GIVEN PASSAGE:
Package 'rtiktoken'

Title: A Byte-Pair-Encoding (BPE) Tokenizer for OpenAI's Large Language Models
Description: A thin wrapper around the tiktoken-rs crate, allowing to encode text into Byte-Pair-Encoding (BPE) tokens and decode tokens back to text. This is useful to understand how Large Language Models (LLMs) perceive text.
Authors: David Zimmermann-Kollenda [aut, cre], Roger Zurawicki [aut] (tiktoken-rs Rust library), Authors of the dependent Rust crates [aut] (see AUTHORS file)
Maintainer: David Zimmermann-Kollenda <[email protected]>
License: MIT + file LICENSE
Version: 0.0.6
Built: 2024-11-07 05:34:51 UTC
Source: https://github.com/davzim/rtiktoken

Help Index


Decodes tokens back to text

Description

Decodes tokens back to text

Usage

decode_tokens(tokens, model)

Arguments

tokens

a vector of tokens to decode, or a list of tokens

model

a model to use for tokenization, either a model name, e.g., ⁠gpt-4o⁠ or a tokenizer, e.g., o200k_base. See also available tokenizers.

TASK 1:
Rewrite the Description paragraph of the rtiktoken documentation, the one beginning "A thin wrapper around the tiktoken-rs crate," as a short bulleted list that keeps its main facts.
TASK 2:
Pick up the rtiktoken documentation after its final sentence, "See also available tokenizers.", and continue it.

SOURCE MATERIAL:
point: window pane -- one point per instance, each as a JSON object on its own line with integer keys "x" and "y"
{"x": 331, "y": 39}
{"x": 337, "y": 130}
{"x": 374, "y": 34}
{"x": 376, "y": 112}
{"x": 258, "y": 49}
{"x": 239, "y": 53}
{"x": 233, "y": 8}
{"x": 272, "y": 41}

REPLY 1:
- Thin wrapper around the tiktoken-rs crate
- Encodes text into Byte-Pair-Encoding (BPE) tokens
- Decodes tokens back to text
- Useful for understanding how Large Language Models (LLMs) perceive text

REPLY 2:
Value

a character string of the decoded tokens or a vector or strings

See Also

model_to_tokenizer(), get_tokens()

Examples

tokens <- get_tokens("Hello World", "gpt-4o")
tokens
decode_tokens(tokens, "gpt-4o")

tokens <- get_tokens(c("Hello World", "Alice Bob Charlie"), "gpt-4o")
tokens
decode_tokens(tokens, "gpt-4o")

Returns the number of tokens in a text

Description

Returns the number of tokens in a text

Usage

get_token_count(text, model)

Arguments

text

a character string to encode to tokens, can be a vector

model

a model to use for tokenization, either a model name, e.g., ⁠gpt-4o⁠ or a tokenizer, e.g., o200k_base. See also available tokenizers.

Value

the number of tokens in the text, vector of integers

See Also

model_to_tokenizer(), get_tokens()

Examples

get_token_count("Hello World", "gpt-4o")

Converts text to tokens

Description

Converts text to tokens

Usage

get_tokens(text, model)

Arguments

text

a character string to encode to tokens, can be a vector

model

a model to use for tokenization, either a model name, e.g., ⁠gpt-4o⁠ or a tokenizer, e.g., o200k_base. See also available tokenizers.

Value

a vector of tokens for the given text as integer

See Also

model_to_tokenizer(), decode_tokens()

Examples

get_tokens("Hello World", "gpt-4o")
get_tokens("Hello World", "o200k_base")

Gets the name of the tokenizer used by a model

Description

Gets the name of the tokenizer used by a model

Usage

model_to_tokenizer(model)

Arguments

model

the model to use, e.g., ⁠gpt-4o⁠

Value

the tokenizer used by the model

Examples

model_to_tokenizer("gpt-4o")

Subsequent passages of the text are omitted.